**DESCRIPTION OF THE TASK**
Transcribe the records below exactly as they appear, omitting any pictures.

↓↓↓

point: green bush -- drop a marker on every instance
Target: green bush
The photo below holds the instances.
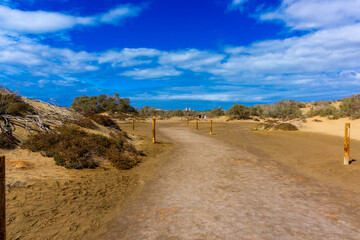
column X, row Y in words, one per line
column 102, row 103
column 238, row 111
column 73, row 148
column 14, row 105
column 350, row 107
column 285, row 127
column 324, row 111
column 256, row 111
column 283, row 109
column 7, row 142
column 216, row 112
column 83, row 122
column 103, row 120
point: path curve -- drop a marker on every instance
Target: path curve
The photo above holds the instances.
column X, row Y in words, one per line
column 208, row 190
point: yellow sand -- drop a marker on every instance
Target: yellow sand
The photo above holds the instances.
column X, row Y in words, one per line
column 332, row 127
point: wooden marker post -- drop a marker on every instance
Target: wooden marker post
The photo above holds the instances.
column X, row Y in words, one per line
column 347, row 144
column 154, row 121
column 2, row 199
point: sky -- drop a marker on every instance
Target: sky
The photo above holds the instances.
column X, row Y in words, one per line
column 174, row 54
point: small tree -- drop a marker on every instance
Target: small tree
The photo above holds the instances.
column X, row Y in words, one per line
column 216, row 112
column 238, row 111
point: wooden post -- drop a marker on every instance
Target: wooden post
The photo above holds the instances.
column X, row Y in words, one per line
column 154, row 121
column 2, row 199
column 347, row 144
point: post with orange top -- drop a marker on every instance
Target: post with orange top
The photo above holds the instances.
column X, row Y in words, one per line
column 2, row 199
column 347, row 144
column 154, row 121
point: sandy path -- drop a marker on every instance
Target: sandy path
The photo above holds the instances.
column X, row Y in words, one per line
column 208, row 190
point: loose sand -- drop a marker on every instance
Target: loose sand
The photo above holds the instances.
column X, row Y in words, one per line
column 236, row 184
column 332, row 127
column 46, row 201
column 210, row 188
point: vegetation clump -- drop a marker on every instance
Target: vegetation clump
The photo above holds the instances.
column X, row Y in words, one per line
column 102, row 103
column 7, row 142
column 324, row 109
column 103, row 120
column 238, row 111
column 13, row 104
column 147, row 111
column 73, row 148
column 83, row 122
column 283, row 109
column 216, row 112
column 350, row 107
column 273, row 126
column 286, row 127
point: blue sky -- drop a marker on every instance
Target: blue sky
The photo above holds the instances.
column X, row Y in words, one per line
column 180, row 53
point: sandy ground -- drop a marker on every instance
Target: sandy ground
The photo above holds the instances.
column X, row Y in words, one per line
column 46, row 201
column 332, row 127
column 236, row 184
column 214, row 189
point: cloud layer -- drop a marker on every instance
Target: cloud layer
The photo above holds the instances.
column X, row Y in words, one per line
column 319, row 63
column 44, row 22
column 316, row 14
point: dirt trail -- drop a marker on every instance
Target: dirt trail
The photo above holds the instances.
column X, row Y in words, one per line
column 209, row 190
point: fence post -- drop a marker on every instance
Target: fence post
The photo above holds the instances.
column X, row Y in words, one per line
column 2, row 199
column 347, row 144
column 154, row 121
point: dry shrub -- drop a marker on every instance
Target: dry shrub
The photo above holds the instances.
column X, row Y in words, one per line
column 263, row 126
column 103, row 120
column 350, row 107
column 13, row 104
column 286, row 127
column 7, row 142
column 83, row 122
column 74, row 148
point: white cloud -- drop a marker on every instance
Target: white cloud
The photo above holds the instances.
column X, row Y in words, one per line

↑↑↑

**EXPECTED OUTPUT**
point: green bush -- drop a marker on every instance
Target: green bush
The photo below holds the instances.
column X, row Y in words, one per line
column 102, row 103
column 238, row 111
column 73, row 148
column 14, row 105
column 350, row 107
column 285, row 127
column 324, row 111
column 256, row 111
column 283, row 109
column 7, row 142
column 216, row 112
column 83, row 122
column 103, row 120
point: path curve -- drop a marker on every instance
Target: path curve
The photo above holds the instances.
column X, row Y in words, one per line
column 208, row 190
point: yellow sand -- drop a marker on every instance
Target: yellow sand
The photo above holds the instances.
column X, row Y in words, one per line
column 332, row 127
point: wooden marker post -- drop a marker on every instance
Target: wooden marker post
The photo above holds the instances.
column X, row Y in words, one per line
column 347, row 144
column 154, row 121
column 2, row 199
point: sky -- drop a marker on every instance
Target: sky
The photo above holds the instances.
column X, row Y in words, one per line
column 174, row 54
point: small tree -- drop a marker on every instance
Target: small tree
The photo above holds the instances.
column X, row Y in words, one per line
column 216, row 112
column 238, row 111
point: wooden post -- drop a marker on every instance
Target: wooden post
The photo above holds the instances.
column X, row Y in words, one per line
column 154, row 121
column 2, row 199
column 347, row 144
point: post with orange top -- drop a marker on every instance
Target: post with orange top
The photo above holds the instances.
column X, row Y in words, one per line
column 2, row 199
column 347, row 144
column 154, row 121
point: sandy path -- drop a marker on every instance
Target: sandy path
The photo above holds the instances.
column X, row Y in words, one per line
column 208, row 190
point: loose sand -- drop a marker on every instance
Target: loose sand
The photo above holds the instances.
column X, row Y in words, one per line
column 236, row 184
column 332, row 127
column 46, row 201
column 210, row 188
point: vegetation clump -- drop a marker on every instance
Target: vegetation clump
The photo above holds the instances.
column X, row Y in words, one per line
column 102, row 103
column 7, row 142
column 324, row 109
column 103, row 120
column 238, row 111
column 13, row 104
column 147, row 111
column 73, row 148
column 83, row 122
column 283, row 109
column 216, row 112
column 350, row 107
column 273, row 126
column 286, row 127
point: blue sky -- drop a marker on every instance
Target: blue sky
The photo above holds the instances.
column X, row Y in words, one per line
column 180, row 53
point: sandy ground -- drop a marker on every instance
Target: sandy ground
The photo above holds the instances.
column X, row Y in words, one per line
column 46, row 201
column 332, row 127
column 236, row 184
column 214, row 189
point: cloud layer -- drop a marker on every instance
Target: cloud layer
The photo above holds the instances.
column X, row Y in words, one per line
column 319, row 63
column 44, row 22
column 316, row 14
point: dirt trail -- drop a marker on every instance
Target: dirt trail
The photo above holds the instances.
column X, row Y in words, one per line
column 209, row 190
point: fence post -- drop a marker on every instance
Target: fence post
The photo above holds the instances.
column X, row Y in words, one per line
column 2, row 199
column 347, row 144
column 154, row 121
point: dry shrub -- drop a marker on every instance
Target: dry shrub
The photo above holds the instances.
column X, row Y in words, one per line
column 263, row 126
column 103, row 120
column 350, row 107
column 13, row 104
column 286, row 127
column 7, row 142
column 83, row 122
column 74, row 148
point: white cloud -- drop a marker on every instance
Target: white cloud
The photo above holds the instances.
column X, row Y in words, one per line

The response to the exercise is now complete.